GIVEN TEXT:
== Segment start ==

Look, all I'm sayin is $2 boilermakers and an expense account are probably a bad mix…
Come find me please? Im in a ditch.
That doesn't help me much...
I'm right under the moon!
Notice: I will be intoxicated and in your area this evening. To unsubscribe from my sexual solicitation list, reply 'fuck off'.
We're stoned and watching little Einstein videos. Come. Over. Now.
So, I'm playing the Doctor Who drinking game with my dogs, but they don't understand quite when to drink. Still counts as successful, though, right?
I am very happy to share that the hospital says the testicle pain is normal and that they are going to take care of it.
Yeah, but I think it would be a little awkward to explain to Mom that the girl I brought for lunch is not my girlfriend but just a fuck buddy who I met after she hit and totaled my car last month.
I just remembered that last night I seriously contemplated swallowing the cap to my toothpaste
I thought if I bought the most expensive pregnancy test I would look like I had my life together
My sexual preferences tend to require a degree in psychology to understand
I am so disappointed that he didn't steal a Christmas tree last night.

== Segment end ==

TASK LIST:
• a. In the text messages, what game is the sender playing with their dogs?
• b. List every one of the text messages that mentions alcohol, drinking, being intoxicated, or being stoned.
• c. Carry on the text messages with a few more in the same style, picking up after the last one shown.

GIVEN DATA:
== Segment start ==

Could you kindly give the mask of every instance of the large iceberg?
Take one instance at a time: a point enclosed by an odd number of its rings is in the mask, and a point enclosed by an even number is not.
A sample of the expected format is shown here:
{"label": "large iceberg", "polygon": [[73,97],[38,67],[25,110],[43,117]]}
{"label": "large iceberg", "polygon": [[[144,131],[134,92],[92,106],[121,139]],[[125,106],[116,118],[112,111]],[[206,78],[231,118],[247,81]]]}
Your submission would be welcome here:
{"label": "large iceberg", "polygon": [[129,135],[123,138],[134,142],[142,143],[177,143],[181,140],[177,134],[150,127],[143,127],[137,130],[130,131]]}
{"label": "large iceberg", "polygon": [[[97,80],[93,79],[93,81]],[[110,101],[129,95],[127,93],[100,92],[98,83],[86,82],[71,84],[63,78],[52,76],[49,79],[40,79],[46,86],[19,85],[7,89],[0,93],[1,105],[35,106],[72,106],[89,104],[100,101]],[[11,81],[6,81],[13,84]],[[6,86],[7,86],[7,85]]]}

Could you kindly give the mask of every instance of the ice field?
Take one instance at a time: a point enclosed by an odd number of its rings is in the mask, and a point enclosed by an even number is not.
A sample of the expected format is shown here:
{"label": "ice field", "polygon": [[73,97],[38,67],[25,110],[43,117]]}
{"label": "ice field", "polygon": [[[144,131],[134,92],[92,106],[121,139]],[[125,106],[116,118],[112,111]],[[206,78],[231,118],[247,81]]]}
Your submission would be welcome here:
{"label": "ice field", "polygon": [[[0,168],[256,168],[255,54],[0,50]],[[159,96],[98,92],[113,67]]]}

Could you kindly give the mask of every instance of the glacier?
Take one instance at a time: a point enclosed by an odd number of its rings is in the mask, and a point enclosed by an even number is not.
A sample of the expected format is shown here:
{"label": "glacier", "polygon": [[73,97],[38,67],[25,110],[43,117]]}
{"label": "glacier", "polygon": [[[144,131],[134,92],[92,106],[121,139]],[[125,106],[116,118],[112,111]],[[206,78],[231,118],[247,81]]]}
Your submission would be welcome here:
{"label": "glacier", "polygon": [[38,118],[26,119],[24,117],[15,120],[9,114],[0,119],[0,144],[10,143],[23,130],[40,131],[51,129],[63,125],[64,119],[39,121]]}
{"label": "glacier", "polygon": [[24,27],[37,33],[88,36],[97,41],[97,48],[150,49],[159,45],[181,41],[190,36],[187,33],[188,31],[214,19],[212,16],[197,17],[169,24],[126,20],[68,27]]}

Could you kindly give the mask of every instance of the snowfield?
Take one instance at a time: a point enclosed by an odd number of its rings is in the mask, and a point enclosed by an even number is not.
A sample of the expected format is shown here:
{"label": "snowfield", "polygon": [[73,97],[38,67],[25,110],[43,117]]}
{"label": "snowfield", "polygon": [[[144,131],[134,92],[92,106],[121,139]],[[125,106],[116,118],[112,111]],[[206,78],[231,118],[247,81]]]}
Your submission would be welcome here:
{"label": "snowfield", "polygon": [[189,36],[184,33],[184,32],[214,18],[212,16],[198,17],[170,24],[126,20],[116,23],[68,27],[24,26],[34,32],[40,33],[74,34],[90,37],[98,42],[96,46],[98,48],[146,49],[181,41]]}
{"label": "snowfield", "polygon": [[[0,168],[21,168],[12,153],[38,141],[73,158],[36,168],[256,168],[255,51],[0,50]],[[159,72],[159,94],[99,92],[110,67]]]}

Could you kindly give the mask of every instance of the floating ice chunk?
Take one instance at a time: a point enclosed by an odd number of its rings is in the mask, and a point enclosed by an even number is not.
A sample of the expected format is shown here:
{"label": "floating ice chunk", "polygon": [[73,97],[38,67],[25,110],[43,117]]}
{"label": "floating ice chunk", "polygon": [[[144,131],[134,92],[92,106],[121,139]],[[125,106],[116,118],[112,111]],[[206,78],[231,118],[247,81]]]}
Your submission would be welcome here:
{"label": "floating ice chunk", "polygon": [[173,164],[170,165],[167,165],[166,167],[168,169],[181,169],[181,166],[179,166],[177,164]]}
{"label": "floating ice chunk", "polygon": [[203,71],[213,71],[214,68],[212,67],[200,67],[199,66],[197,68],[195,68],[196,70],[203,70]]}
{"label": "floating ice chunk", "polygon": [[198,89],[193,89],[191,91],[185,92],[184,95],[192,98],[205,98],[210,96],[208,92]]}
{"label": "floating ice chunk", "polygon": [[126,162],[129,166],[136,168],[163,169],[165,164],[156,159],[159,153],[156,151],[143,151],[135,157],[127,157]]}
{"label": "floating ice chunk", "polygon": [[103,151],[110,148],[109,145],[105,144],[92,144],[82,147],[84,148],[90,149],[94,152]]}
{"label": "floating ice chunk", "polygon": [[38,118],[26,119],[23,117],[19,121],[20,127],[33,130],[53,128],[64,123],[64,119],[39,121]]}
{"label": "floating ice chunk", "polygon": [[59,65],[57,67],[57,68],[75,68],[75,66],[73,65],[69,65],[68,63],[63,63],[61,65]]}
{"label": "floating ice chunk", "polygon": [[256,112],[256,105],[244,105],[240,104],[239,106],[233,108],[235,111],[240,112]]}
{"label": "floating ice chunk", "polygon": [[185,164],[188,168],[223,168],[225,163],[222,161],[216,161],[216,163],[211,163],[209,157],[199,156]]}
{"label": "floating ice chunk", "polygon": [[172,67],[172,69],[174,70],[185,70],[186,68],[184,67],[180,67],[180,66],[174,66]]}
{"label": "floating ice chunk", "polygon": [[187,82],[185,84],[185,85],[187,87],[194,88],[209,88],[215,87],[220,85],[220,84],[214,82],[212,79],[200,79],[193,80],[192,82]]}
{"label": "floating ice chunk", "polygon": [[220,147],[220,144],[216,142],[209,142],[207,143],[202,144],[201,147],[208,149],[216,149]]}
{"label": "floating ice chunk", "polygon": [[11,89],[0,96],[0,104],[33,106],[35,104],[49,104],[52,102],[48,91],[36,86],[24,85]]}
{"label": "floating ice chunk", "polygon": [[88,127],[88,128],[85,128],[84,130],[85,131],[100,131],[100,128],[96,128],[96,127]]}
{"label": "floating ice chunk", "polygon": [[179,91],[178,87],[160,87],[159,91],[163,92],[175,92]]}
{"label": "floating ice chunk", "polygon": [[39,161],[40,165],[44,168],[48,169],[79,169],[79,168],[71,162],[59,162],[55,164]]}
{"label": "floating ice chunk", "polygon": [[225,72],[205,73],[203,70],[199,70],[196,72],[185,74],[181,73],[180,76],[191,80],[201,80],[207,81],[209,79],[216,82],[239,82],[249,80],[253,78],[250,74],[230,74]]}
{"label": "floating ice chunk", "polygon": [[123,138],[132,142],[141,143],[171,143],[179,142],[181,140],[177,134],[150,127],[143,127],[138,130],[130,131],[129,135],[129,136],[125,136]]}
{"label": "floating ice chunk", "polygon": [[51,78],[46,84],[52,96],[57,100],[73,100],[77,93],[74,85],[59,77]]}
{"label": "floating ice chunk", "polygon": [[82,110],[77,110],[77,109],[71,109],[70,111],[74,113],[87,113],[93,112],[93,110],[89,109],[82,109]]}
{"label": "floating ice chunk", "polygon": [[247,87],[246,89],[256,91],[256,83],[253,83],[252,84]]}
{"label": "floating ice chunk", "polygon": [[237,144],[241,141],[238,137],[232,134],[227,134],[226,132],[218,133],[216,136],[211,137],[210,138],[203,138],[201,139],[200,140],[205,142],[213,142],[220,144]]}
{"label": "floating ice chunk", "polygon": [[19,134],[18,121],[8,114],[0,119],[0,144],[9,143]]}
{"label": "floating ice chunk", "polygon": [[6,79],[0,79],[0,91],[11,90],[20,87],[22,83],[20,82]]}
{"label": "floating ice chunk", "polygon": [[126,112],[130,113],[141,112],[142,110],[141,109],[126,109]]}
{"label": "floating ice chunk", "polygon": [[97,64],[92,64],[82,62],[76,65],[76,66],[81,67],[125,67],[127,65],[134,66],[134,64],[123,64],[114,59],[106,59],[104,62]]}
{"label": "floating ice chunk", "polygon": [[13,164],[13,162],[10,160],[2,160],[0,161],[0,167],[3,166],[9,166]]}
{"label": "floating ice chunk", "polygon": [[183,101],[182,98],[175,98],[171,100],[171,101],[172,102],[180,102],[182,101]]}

== Segment end ==

RESPONSE LIST:
• a. The Doctor Who drinking game.

• b.
- "Look, all I'm sayin is $2 boilermakers and an expense account are probably a bad mix…"
- "Notice: I will be intoxicated and in your area this evening. To unsubscribe from my sexual solicitation list, reply 'fuck off'."
- "We're stoned and watching little Einstein videos. Come. Over. Now."
- "So, I'm playing the Doctor Who drinking game with my dogs, but they don't understand quite when to drink. Still counts as successful, though, right?"

• c.
she is legit trying to fuck me to death between her and work i haven't slept in 3 days and have at least 16 hours to go before sleep is a possibility. can i crash at your place she doesnt know where you live
I am a bad person
You slept with him. Was it good?
I wasnt going to but I was too lazy to blow up the air mattress
i just sneezed the second i jizzed and it got in my eye. words can't describe how much i hate life right now.
I texted her mom a picture of us doing it saying "I'm trying to make your daughter just like you!" she was not amused.